Your objective — Pull out, word for word, the part of the records below that opens with the line containing "Mark the carved wooden post" and runs through the end of the records.

Data listing:

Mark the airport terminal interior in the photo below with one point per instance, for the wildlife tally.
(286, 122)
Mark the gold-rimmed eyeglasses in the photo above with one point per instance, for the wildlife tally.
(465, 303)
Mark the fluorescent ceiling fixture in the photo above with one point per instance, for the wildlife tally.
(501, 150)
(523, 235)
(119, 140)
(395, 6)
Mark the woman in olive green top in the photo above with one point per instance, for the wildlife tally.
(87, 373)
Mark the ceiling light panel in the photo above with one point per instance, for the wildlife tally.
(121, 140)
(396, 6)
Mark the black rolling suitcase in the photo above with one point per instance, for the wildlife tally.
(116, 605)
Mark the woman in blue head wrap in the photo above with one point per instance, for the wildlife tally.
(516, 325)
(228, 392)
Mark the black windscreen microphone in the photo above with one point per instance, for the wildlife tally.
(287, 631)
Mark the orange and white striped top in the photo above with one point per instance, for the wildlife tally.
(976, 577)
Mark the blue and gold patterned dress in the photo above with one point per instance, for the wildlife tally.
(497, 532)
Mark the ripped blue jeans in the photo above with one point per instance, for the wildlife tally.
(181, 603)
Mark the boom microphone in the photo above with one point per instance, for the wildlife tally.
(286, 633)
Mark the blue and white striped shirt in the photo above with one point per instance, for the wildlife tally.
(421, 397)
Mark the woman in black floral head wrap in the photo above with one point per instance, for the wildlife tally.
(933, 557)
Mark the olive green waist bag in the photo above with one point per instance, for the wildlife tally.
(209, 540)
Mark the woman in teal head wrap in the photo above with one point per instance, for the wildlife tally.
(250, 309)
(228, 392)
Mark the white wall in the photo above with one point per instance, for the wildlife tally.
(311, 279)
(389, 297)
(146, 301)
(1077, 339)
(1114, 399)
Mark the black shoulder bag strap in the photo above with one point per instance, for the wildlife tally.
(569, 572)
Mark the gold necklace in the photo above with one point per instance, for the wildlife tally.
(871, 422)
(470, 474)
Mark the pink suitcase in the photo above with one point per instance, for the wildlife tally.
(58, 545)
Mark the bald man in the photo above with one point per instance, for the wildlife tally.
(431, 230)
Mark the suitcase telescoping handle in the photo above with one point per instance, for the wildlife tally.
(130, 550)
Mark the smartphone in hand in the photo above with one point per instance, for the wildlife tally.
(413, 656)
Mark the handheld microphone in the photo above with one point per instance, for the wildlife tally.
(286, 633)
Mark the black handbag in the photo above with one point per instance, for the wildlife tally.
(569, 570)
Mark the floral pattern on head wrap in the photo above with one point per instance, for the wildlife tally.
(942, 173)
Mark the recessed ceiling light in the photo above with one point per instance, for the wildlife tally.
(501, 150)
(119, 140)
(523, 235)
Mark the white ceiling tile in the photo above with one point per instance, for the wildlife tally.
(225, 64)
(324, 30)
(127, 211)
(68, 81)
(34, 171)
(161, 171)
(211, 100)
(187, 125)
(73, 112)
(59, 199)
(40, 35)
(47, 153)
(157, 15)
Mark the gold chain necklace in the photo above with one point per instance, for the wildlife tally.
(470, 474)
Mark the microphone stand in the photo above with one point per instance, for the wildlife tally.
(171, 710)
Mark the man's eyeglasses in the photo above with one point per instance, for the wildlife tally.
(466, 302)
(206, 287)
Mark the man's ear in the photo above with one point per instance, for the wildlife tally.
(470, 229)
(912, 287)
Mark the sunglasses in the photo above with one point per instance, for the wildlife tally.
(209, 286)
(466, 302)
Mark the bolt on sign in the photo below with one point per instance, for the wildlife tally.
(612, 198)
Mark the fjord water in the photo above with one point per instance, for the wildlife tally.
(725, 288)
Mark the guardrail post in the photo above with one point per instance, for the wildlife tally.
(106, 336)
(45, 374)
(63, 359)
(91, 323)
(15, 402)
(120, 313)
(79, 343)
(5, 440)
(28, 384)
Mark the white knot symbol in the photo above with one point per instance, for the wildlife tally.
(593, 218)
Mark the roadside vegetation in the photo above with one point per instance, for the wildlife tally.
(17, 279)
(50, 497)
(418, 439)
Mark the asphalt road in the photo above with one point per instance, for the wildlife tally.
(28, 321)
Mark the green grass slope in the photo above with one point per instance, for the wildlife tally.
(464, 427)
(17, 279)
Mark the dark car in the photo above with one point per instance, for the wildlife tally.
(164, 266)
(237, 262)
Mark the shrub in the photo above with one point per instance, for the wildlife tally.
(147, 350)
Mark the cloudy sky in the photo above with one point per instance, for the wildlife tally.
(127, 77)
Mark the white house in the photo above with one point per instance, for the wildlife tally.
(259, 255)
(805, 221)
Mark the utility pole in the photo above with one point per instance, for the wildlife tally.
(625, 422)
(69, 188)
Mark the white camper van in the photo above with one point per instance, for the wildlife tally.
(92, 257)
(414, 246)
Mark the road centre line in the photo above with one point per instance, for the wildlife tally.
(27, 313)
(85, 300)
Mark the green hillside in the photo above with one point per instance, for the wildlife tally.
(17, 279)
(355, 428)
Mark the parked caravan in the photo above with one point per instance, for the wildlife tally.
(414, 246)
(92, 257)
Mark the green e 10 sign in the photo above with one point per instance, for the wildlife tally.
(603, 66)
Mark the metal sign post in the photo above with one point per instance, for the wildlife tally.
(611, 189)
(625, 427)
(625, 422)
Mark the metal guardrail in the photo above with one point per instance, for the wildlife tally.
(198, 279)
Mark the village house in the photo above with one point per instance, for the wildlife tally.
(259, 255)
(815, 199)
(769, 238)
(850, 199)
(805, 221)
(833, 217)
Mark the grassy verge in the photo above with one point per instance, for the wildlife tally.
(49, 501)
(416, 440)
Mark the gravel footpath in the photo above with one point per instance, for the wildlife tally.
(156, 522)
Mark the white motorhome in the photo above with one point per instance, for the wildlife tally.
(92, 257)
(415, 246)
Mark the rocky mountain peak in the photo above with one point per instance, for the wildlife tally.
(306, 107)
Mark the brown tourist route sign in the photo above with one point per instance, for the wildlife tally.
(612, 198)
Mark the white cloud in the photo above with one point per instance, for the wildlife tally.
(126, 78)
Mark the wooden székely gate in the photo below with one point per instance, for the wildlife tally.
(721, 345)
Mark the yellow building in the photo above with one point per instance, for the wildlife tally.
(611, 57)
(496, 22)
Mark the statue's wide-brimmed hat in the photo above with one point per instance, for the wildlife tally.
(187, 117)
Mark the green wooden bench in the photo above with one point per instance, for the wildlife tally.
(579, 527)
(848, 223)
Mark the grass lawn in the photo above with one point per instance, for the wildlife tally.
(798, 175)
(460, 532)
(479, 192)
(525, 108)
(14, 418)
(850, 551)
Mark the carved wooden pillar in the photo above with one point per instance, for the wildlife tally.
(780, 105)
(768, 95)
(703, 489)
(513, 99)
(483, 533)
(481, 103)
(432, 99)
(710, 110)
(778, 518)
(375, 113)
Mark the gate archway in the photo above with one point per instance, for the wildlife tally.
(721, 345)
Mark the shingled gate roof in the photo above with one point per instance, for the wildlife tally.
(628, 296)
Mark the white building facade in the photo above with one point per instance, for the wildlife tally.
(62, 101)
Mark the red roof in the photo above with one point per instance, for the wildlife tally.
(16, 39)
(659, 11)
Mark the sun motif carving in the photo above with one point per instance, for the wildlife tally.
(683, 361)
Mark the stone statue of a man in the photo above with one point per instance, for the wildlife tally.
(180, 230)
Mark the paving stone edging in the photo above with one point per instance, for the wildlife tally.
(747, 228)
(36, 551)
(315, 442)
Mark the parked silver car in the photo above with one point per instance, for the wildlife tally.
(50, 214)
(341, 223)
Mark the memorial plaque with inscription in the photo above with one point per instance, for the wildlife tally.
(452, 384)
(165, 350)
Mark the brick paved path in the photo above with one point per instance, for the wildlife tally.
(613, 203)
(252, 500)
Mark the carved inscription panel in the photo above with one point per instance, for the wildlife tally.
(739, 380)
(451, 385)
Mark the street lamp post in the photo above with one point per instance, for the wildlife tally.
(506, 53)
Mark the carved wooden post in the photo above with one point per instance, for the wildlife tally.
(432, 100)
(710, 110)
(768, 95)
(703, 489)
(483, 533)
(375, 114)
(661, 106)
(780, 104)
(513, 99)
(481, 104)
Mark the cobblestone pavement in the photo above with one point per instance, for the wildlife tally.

Result for this task —
Mark the carved wooden post in the photo above with one point per instance, for the wildlife tally.
(432, 100)
(710, 110)
(768, 95)
(703, 489)
(483, 533)
(375, 114)
(661, 106)
(780, 104)
(513, 99)
(481, 104)
Mark the cobblestone pavement in the photo above with one point per instance, for the wildlife tally.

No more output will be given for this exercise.